TEXTE À LIRE =
B. Distinction des supports et des logiques

Notre seconde modification tend à rendre explicite la distinction entre diffusion de ces instruments monétaires et financiers et la logique qui anime cette diffusion. À l’instar de la description faite par Perret, l’analyse de la financiarisation réalisée par Servet insiste sur la diffusion simultanée de la logique marchande tout en pointant certaines de ses limites. Il nous semble qu’il est nécessaire de distinguer explicitement les deux. Comme le souligne Dembinski (2006, 2008), les risques que fait peser le développement des marchés sur la société dans son ensemble sont liés à des décisions politiques et peuvent être combattus seulement par la mise en œuvre de mesures politiques.

Cette distinction entre en résonance avec l’articulation des dimensions fonctionnelles et hiérarchiques de la monnaie indispensable à la stabilité d’un ordre monétaire. Il n’y a pas en effet de loi naturelle qui impliquerait que la diffusion des instruments monétaires s’accompagne de manière inéluctable de la logique marchande. Servet est d’ailleurs sensible au risque de cette illusion : « ce caractère de la monnaie comme lien se manifeste sous des formes et des modalités extrêmement diverses et, la totalité sociale étant largement occultée aujourd’hui au Nord et de plus en plus au Sud, les instruments monétaires y apparaissent bien plutôt comme vecteurs d’individualisation » (2006, p. 115). La diffusion de ces instruments s’accompagne en effet d’adaptions qui limitent les effets de cette logique comme le souligne Zelizer quand elle affirme que « l’argent n’est ni culturellement neutre, ni socialement anonyme : il peut tout à fait " corrompre " des valeurs et transformer des liens sociaux en nombre, même si les valeurs et les liens sociaux le transmutent en retour en lui donnant une signification et en l’inscrivant dans des schémas sociétaux » (2005, pp. 51-52).

Mais surtout, s’il faut insister sur la distinction entre diffusion des instruments monétaires et diffusion d’une logique, c’est que son absence conduit à rendre invisible toute possibilité d’action politique (au sens large) par la mise en œuvre de ces mêmes instruments114. Dès lors, si leur diffusion s’accompagne de celle de la logique marchande, c’est avant tout en raison de la hiérarchie de valeurs qui caractérise les sociétés occidentales : la combinaison de l’individualisme et du néolibéralisme sont les principales causes.

Il est ainsi possible que la diffusion de ces mêmes instruments se fasse dans le cadre d’une autre logique qui ne considérerait pas le tout comme la simple somme des parties mais comme quelque chose qui les dépasse, logique que nous qualifions de « solidaire ». Elle se rapproche en cela du principe de réciprocité polanyien (Polanyi, 1975, 1983) qui implique la prise en compte de la totalité sociale et donc des relations de solidarité entre les différents intérêts que le principe de marché ne considère que d’un point de vue individuel (Servet, 2008)115. Le tableau 9 tente d’illustrer les implications de la mise en œuvre de logiques différentes pour les quatre formes identifiées.

ENTRÉES EXTRAITES =
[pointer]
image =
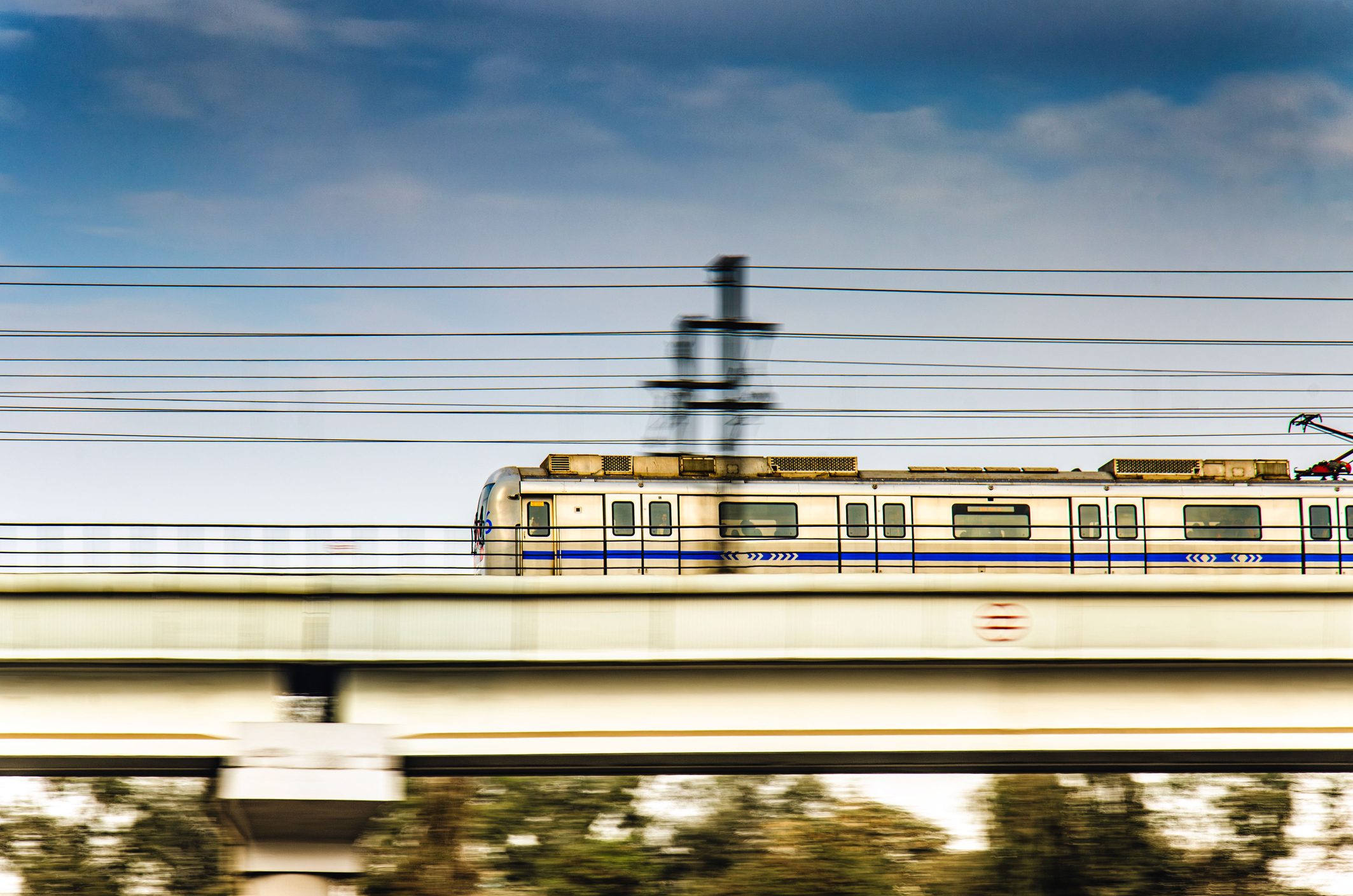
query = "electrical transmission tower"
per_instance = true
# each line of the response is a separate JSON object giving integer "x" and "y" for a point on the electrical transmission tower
{"x": 730, "y": 389}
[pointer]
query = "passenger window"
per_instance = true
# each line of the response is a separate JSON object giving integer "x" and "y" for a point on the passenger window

CONSIGNE 1 =
Les affirmations suivantes concordent-elles avec le texte sur la financiarisation ? Pour chacune, répondez par oui ou non en citant mot pour mot le passage décisif.
(a) Selon Dembinski, les risques que le développement des marchés fait peser sur la société peuvent être combattus par des mesures politiques.
(b) Une loi naturelle veut que la diffusion des instruments monétaires entraîne inévitablement la logique marchande.
(c) La logique dite « solidaire » considère le tout comme la simple somme des parties.
CONSIGNE 2 =
D’après le texte sur la financiarisation, quelles sont les principales causes de la diffusion de la logique marchande avec les instruments monétaires ?
CONSIGNE 3 =
Prolongez le texte sur la financiarisation à partir de sa dernière phrase.

RÉSULTAT 1 =
(a) Oui : « peuvent être combattus seulement par la mise en œuvre de mesures politiques ».
(b) Non : « Il n’y a pas en effet de loi naturelle qui impliquerait que la diffusion des instruments monétaires s’accompagne de manière inéluctable de la logique marchande ».
(c) Non : « qui ne considérerait pas le tout comme la simple somme des parties mais comme quelque chose qui les dépasse ».

RÉSULTAT 2 =
La combinaison de l’individualisme et du néolibéralisme.

RÉSULTAT 3 =
Tableau 9 : Financiarisation et diversité des logiques à l’œuvre
Formes de financiarisation Logiques à l’œuvre
Marchande Solidaire
Monétarisation (forme 1) Description de Perret (1999) Systèmes d’échange local116
Intermédiation des modalités de conservation et de mise en circulation de la monnaie (forme 2) Logique commerciale
Ex. : la Société Générale
Logique coopérative
Ex. : la Caisse d’épargne
Financiarisation des modalités de protection et de promotion (forme 3) Logique assurantielle Logique mutualiste
Montée des spéculations (forme 4) Retraite par capitalisation Produits éthiques

Source : Élaboration personnelle.

Il ne s’agit que d’une esquisse de ce que peuvent être les oppositions de logiques. Ce que nous entendons souligner est que si la logique marchande prend le pas sur d’autre, c’est bien sûr parce que la monnaie rend cela possible par ses vertus quantificatives, mais c’est avant tout en tant que vecteur de la hiérarchie de valeurs dont elle tire sa légitimité.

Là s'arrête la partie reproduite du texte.